= Extracted text =

1) the largest (in the $2$-adic sense) coefficient of $f_0(x) - 1$ is only in the linear term, so $f_0(x) = 1$ has at most one $\mathbf Z_2$-solution.

2) the largest coefficient of $f_1(x) - 1$ occurs in the linear and quadratic terms, so the equation $f_1(x) = 1$ has at most two $\mathbf Z_2$-solutions.

3) the largest coefficient of $f_2(x) + 1$ is only in the linear term, so $f_2(x) = -1$ has at most one $\mathbf Z_2$-solution.

4) the largest coefficients of $f_0(x) + 1$, $f_1(x) + 1$, $f_2(x) - 1$, and $f_3(x) \pm 1$ are all only in the constant terms, so the equations $f_0(x) = -1$, $f_1(x) = -1$, $f_2(x) = 1$, and $f_3(x) = \pm 1$ have no $2$-adic integer solutions.

Computing the $2$-adic absolute values of the coefficients of these power series (well, getting decent upper bounds on them in general, and then computing exactly the $2$-adic absolute value of the first couple of coefficients) to apply Strassman's theorem requires several pages, so I have to omit the details. But it really does all work out!

= Available data =
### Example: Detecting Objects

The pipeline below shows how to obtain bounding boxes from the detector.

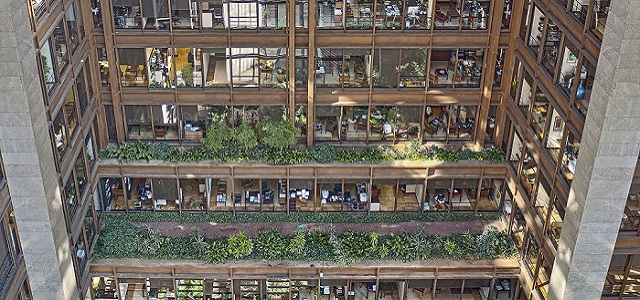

= To do =
[a] In the passage on 2-adic power series, at most how many $\mathbf Z_2$-solutions does the equation $f_1(x) = 1$ have?
[b] Pick up the passage on 2-adic power series right after its final sentence and keep writing.

= Expected responses =
[a] At most two.

[b]
Answer 2

EEDDIITT: you have all the solutions. Proved in Y. Bugeaud and T.N. Shorey, On the number of solutions of the generalized Ramanujan-Nagell equation, I. Jour. reine angew. Math. vol. 539 (2001) pages 55-74. Preprint is item number 92 at http://www.math.tifr.res.in/~shorey/

Statement found in N. Saradha and Anitha Srivanasan, Genaralized Lebesgue-Ramanujan-Nagell Equations, which I found online as a preprint, but has appeared in a book: Saradha, N.; Srinivasan, Anitha (2008). "Generalized Lebesgue–Ramanujan–Nagell equations". In Saradha, N. Diophantine Equations. Narosa. pp. 207–223.

ORIGINAL: Meanwhile, the governing Diophantine equation $$ 3^m - 1 = 2 y^2 $$ is of Ramanujan Nagell type and has finitely many solutions. Perhaps someone has worked this one out in its entirety.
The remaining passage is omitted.